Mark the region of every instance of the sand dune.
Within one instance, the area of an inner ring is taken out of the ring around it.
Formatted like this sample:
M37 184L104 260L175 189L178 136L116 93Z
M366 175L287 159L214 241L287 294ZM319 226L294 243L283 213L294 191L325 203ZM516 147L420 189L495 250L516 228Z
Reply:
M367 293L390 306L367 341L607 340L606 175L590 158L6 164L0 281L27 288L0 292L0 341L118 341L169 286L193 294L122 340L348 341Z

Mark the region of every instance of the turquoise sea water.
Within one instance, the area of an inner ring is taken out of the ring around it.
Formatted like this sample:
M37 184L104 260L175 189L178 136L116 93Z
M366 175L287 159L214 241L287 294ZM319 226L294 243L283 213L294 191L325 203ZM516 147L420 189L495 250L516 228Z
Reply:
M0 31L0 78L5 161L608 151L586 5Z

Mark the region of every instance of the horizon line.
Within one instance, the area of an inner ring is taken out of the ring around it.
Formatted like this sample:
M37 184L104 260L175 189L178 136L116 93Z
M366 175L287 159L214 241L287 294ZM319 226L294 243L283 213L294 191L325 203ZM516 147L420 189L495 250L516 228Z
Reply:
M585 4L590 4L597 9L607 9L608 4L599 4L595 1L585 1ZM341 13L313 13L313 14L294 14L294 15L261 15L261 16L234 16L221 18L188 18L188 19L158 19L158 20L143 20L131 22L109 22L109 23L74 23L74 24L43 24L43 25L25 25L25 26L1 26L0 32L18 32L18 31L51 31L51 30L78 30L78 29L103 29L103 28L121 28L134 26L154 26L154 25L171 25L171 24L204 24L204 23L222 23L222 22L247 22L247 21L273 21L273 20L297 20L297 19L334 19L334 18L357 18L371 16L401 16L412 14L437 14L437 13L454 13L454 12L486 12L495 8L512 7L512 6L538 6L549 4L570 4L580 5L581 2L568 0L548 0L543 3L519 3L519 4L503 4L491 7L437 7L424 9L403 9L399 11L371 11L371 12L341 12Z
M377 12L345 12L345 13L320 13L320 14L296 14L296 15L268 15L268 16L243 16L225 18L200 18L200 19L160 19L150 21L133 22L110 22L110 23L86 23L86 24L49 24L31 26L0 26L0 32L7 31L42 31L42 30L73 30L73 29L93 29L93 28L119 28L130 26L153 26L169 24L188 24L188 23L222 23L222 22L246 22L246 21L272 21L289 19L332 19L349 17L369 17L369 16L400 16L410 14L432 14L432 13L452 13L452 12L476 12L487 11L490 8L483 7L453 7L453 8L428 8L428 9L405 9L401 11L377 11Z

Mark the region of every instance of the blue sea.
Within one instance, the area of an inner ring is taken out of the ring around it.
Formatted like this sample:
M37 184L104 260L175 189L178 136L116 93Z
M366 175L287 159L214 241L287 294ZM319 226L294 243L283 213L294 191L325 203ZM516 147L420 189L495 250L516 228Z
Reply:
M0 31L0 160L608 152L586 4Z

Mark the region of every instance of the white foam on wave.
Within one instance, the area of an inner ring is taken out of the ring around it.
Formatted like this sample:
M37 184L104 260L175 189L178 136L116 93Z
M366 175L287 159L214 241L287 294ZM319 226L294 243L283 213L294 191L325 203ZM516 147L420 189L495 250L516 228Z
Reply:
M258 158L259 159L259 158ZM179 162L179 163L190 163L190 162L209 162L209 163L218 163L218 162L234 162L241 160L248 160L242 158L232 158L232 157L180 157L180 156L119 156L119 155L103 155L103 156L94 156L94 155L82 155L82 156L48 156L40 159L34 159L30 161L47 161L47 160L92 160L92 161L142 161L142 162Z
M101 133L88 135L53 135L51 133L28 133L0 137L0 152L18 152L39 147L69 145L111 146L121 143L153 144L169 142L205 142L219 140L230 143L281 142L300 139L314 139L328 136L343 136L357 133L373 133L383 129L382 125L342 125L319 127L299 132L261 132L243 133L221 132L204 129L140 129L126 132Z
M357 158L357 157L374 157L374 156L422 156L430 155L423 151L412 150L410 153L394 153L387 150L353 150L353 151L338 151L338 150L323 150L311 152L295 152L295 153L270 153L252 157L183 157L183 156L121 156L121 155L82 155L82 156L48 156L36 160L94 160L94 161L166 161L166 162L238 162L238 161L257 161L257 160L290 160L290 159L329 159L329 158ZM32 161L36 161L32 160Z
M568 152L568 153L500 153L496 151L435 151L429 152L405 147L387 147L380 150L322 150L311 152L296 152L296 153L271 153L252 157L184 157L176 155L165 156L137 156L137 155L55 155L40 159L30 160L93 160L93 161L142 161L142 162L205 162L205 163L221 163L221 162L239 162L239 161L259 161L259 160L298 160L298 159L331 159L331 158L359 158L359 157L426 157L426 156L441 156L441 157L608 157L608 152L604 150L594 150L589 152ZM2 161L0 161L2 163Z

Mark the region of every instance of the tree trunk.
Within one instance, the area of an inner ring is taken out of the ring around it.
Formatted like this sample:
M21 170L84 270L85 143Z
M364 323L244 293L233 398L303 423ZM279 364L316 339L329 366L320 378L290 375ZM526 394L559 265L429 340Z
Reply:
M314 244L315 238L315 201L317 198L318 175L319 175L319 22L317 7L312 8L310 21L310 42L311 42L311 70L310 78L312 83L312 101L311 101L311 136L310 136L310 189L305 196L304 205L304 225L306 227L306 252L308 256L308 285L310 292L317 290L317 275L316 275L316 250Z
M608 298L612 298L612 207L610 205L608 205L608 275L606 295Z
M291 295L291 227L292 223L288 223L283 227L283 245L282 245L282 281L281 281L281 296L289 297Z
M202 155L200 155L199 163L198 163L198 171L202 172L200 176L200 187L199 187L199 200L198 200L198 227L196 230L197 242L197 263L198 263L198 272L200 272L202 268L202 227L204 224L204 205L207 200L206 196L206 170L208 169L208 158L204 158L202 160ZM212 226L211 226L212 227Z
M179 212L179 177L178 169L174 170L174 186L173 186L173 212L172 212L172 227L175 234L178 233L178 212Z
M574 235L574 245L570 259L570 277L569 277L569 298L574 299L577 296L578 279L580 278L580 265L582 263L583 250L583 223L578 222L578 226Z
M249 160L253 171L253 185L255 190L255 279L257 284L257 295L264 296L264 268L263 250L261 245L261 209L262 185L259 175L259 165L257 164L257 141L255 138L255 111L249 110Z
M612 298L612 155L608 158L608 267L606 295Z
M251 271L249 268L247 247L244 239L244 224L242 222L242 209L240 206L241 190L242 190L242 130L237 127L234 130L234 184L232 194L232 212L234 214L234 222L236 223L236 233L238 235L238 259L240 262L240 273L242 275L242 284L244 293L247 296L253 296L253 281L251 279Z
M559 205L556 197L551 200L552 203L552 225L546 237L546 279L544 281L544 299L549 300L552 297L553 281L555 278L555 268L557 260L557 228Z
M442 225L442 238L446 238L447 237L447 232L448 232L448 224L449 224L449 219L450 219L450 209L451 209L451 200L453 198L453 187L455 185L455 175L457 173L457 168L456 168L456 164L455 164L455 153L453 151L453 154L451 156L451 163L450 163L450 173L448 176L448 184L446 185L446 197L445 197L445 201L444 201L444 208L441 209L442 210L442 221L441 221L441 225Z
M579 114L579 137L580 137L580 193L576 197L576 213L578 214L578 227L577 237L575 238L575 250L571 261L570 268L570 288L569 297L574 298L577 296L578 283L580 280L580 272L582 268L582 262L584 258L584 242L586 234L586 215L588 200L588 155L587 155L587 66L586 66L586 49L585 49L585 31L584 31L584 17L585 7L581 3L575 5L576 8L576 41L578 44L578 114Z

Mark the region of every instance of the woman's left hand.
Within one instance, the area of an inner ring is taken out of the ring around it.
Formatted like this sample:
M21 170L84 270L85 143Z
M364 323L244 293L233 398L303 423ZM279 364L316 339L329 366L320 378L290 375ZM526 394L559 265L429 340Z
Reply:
::::
WHAT TO WORK ON:
Please give the number of lines in the listing above where "every" appears, and nothing else.

RESPONSE TO THE EXERCISE:
7